Throughput on workloads with long shared prefixes improves 2-5x.

Speculative decoding

Use a small "draft" model to propose K tokens, then have the big model verify them in parallel. When the draft agrees, you got K tokens in one forward pass:

vllm serve meta-llama/Llama-3.3-70B-Instruct \
    --speculative_model meta-llama/Llama-3.2-1B-Instruct \
    --num_speculative_tokens 5

For workloads where the draft model agrees with the big one most of the time (typical English text), end-to-end latency drops 1.5-2x.

Production deployment

# Systemd unit
[Unit]
Description=vLLM server
After=network-online.target

[Service]
User=vllm
Group=vllm
Environment=HF_HOME=/var/lib/vllm/huggingface
Environment=VLLM_NO_USAGE_STATS=1
ExecStart=/opt/vllm/bin/vllm serve mistralai/Mistral-Small-Instruct-2509 \
    --port 8000 \
    --gpu-memory-utilization 0.90 \
    --max-model-len 32768 \
    --enable-prefix-caching \
    --quantization fp8
Restart=always

[Install]
WantedBy=multi-user.target

Or as a container:

docker run --gpus all \
    -p 8000:8000 \
    -v ~/.cache/huggingface:/root/.cache/huggingface \
    --ipc=host \
    vllm/vllm-openai:latest \
    --model mistralai/Mistral-Small-Instruct-2509 \
    --port 8000

Monitoring

vLLM exposes Prometheus metrics at /metrics:

Request count + latency histograms
Token throughput (prompt vs generated)

## Data listing

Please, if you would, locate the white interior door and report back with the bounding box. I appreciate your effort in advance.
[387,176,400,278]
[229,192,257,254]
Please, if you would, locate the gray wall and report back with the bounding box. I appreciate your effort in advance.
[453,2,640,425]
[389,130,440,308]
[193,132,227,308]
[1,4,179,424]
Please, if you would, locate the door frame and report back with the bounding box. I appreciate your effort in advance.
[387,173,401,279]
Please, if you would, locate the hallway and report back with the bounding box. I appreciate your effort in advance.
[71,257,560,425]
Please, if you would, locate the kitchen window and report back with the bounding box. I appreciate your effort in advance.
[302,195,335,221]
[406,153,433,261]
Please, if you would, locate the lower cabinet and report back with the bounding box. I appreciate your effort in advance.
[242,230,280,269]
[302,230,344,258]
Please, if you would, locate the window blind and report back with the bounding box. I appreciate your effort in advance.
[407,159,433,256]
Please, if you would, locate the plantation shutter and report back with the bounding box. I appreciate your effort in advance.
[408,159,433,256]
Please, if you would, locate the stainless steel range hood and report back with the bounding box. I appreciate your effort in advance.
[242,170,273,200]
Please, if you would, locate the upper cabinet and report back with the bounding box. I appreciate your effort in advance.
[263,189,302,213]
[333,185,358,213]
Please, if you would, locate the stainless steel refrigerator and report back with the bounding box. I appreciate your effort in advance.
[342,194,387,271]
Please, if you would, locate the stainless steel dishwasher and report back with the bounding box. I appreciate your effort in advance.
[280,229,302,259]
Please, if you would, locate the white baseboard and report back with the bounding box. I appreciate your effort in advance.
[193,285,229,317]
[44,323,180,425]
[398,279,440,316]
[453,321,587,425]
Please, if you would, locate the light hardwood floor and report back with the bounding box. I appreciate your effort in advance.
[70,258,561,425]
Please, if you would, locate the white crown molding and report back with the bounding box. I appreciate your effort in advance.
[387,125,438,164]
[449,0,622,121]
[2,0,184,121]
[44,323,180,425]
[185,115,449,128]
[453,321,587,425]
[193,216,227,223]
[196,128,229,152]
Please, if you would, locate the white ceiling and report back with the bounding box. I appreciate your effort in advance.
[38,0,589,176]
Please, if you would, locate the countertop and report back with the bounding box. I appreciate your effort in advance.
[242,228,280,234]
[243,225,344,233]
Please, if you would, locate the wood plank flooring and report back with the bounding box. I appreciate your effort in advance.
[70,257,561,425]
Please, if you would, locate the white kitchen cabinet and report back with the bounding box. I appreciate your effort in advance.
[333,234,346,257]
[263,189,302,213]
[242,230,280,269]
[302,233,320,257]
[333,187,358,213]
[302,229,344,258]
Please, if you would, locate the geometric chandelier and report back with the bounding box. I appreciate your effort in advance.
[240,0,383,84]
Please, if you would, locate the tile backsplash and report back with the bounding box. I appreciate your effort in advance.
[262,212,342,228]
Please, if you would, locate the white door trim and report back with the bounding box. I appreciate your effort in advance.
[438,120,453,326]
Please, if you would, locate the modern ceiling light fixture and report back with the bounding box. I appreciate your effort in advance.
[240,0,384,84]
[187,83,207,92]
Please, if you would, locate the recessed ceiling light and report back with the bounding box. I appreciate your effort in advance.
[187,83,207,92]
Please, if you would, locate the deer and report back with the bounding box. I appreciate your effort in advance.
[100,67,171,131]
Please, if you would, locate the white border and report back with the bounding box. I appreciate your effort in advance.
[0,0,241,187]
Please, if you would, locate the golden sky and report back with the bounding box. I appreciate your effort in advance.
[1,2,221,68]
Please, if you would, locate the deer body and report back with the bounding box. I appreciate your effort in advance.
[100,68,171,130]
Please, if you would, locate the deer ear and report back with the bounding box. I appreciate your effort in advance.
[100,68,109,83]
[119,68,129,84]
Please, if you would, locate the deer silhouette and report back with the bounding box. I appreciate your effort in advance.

## Action item A
In the vLLM guide, how much does end-to-end latency drop with speculative decoding when the draft model mostly agrees with the big one?
## Action item B
Pick up the vLLM guide after its last line and keep writing it.

## Your response A
It drops 1.5-2x.

## Your response B
GPU memory + KV-cache usage
Queue depth + scheduler stats

Pair with Prometheus + Grafana (see that tutorial) for production observability. The KV-cache utilization graph is the most useful single chart for capacity planning.

vLLM vs alternatives

Ollama (see that tutorial) — great UX, dev-focused, single-user model. vLLM trades UX for throughput.
llama.cpp / llamafile — CPU-first, GGUF format; runs anywhere but at lower throughput than vLLM on GPUs.
TGI (Text Generation Inference) by HuggingFace — conceptually similar; vLLM is faster on most benchmarks in 2026.
SGLang — another serving framework with strong structured-output features; pick based on whether your workload favors throughput (vLLM) or programmable prompting (SGLang).
TensorRT-LLM (NVIDIA) — lower latency than vLLM but NVIDIA-only and much more compilation complexity.

For "I'm building a real product that runs LLMs and care about throughput / cost per token," vLLM is the standard self-hosted serving framework in 2026.